**Written tasks:**
1. According to the article, how many years did it take to get THE FINAL GIRL SUPPORT GROUP published?
2. Transcribe everything in the article from "THE FINAL GIRL SUPPORT GROUP, Hendrix’s" down to "and emotionally resonant." word for word.
3. Why does the article call the fraying of the group's ties unfortunate? Answer in one to three sentences.

**Quoted text:**
↓↓↓
Final Girls and Kung Fu Movies
In Grady Hendrix’s new novel, six women who survived horrific attacks in their teens gather every month to commiserate in the basement of a Los Angeles-area church. They’ve been meeting for 16 years, but lately the ties that bind them have begun to fray, and long-simmering resentments and infighting threaten to break up the group. That’s unfortunate, because the women are about to endure their deadliest ordeal yet. They’ll need to work together to survive, even as an unknown enemy sets out to drive bloody wedges between them (and murder them all in the process).
These women are all “final girls”—survivors of crimes so spectacularly gruesome and stunningly cruel that, in Hendrix’s inspired world-building, they became the basis for slasher-movie franchises throughout the 1980s and ’90s. Even casual genre fans will recognize some of the characters as analogs of such horror icons as Halloween’s Laurie Strode and Scream’s Sidney Prescott; others, like Hendrix’s main character, Lynette Tarkington, are summoned up from the deeper well of cult genre titles. (I promised Hendrix I wouldn’t give away any surprises, but the book is a treasure trove of references for fans of a particular strain of midnight cinema.)
THE FINAL GIRL SUPPORT GROUP, Hendrix’s follow-up to his New York Times bestselling breakout novel The Southern Book Club’s Guide to Slaying Vampires, is both an intensely satisfying thriller and a check-your-locks horror yarn. Genre buffs will feel seen—when’s the last time a mainstream thriller referenced Fangoria, Carol Clover, and Russ Thorn?—but even readers who don’t know Sally Hardesty from Alice Hardy will find much to love in Hendrix’s novel. It’s breathtakingly violent at times, but it’s also wildly entertaining, whip-smart, and emotionally resonant.
In his first-ever interview with The Big Thrill, Hendrix opens up about his novel’s seven-year journey to publication, how it was nearly derailed by another breakout book, and writing a better ending for some of horror’s most beloved characters.
I’ve read that you went through a couple of very different drafts of The Southern Book Club’s Guide to Slaying Vampires before arriving at the version we read. Did you have a similar experience with THE FINAL GIRL SUPPORT GROUP?
I usually write a book in about 10 months, so when Southern Book Club took more like 14 it felt epic. Getting THE FINAL GIRL SUPPORT GROUP over the finish line took seven years, which is just ridiculous. I wanted it to be my book after My Best Friend’s Exorcism, but the day I sent the manuscript to my editor was the day Riley Sager’s Final Girls got announced in the trades. I tried again after We Sold Our Souls, this time with a new draft, and my editor still wasn’t interested. I banished it to the island of unpublished manuscripts on my hard drive and years later my manager wanted to see if I had anything he could be shopping to movie people while I labored over Southern Book Club. I gave him FINAL GIRL and, two more serious rewrites later, here we are. Easy!
Please tell me a little about your personal connection to the book’s subject: final girls and slasher movies.
↑↑↑
**Dataset section:**
↓↓↓
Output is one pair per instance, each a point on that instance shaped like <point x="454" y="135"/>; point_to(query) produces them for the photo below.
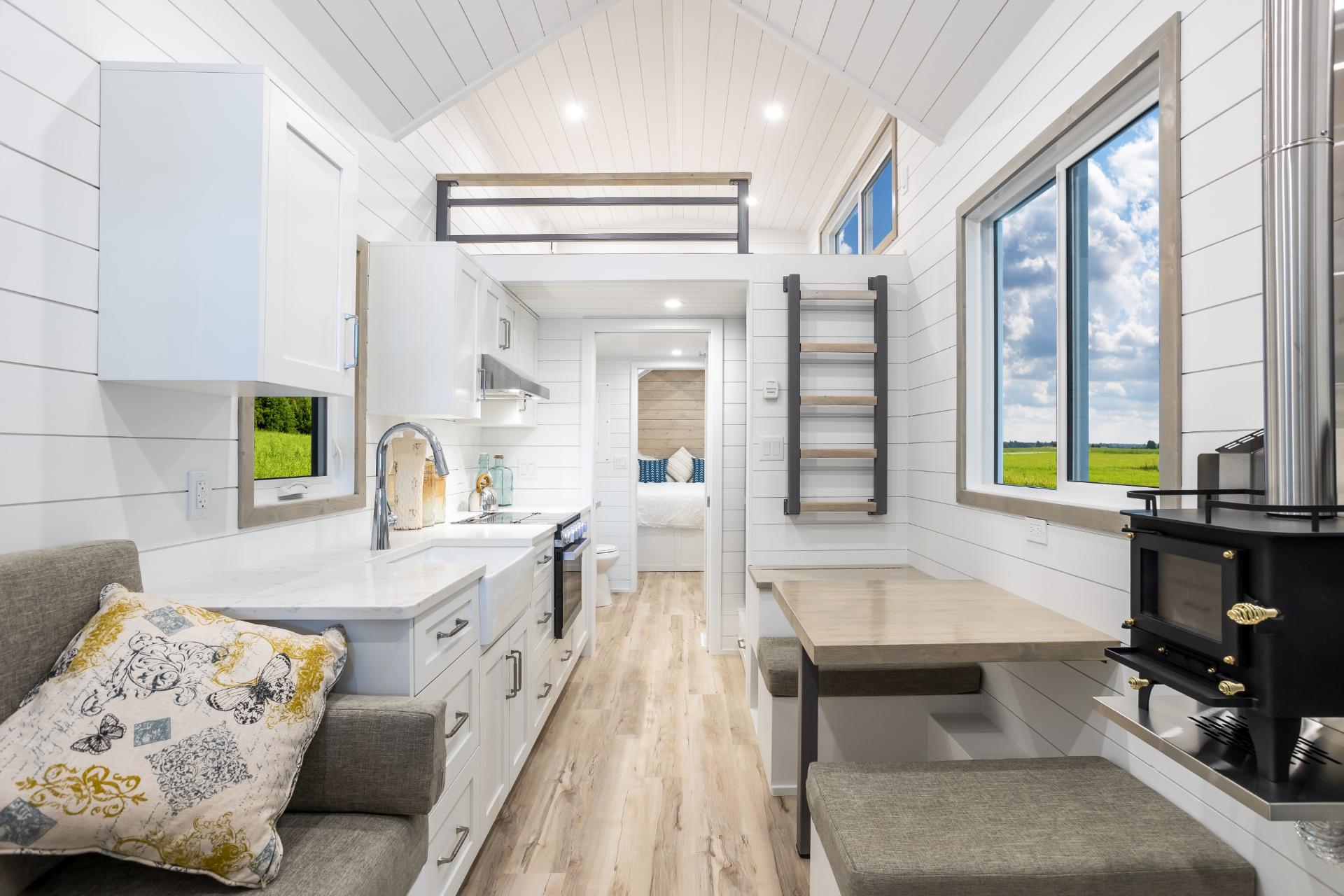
↑↑↑
**Task-by-task outputs:**
1. Seven years.

2.
THE FINAL GIRL SUPPORT GROUP, Hendrix’s follow-up to his New York Times bestselling breakout novel The Southern Book Club’s Guide to Slaying Vampires, is both an intensely satisfying thriller and a check-your-locks horror yarn. Genre buffs will feel seen—when’s the last time a mainstream thriller referenced Fangoria, Carol Clover, and Russ Thorn?—but even readers who don’t know Sally Hardesty from Alice Hardy will find much to love in Hendrix’s novel. It’s breathtakingly violent at times, but it’s also wildly entertaining, whip-smart, and emotionally resonant.

3. The women are about to endure their deadliest ordeal yet. They will need to work together to survive, even as an unknown enemy tries to drive wedges between them.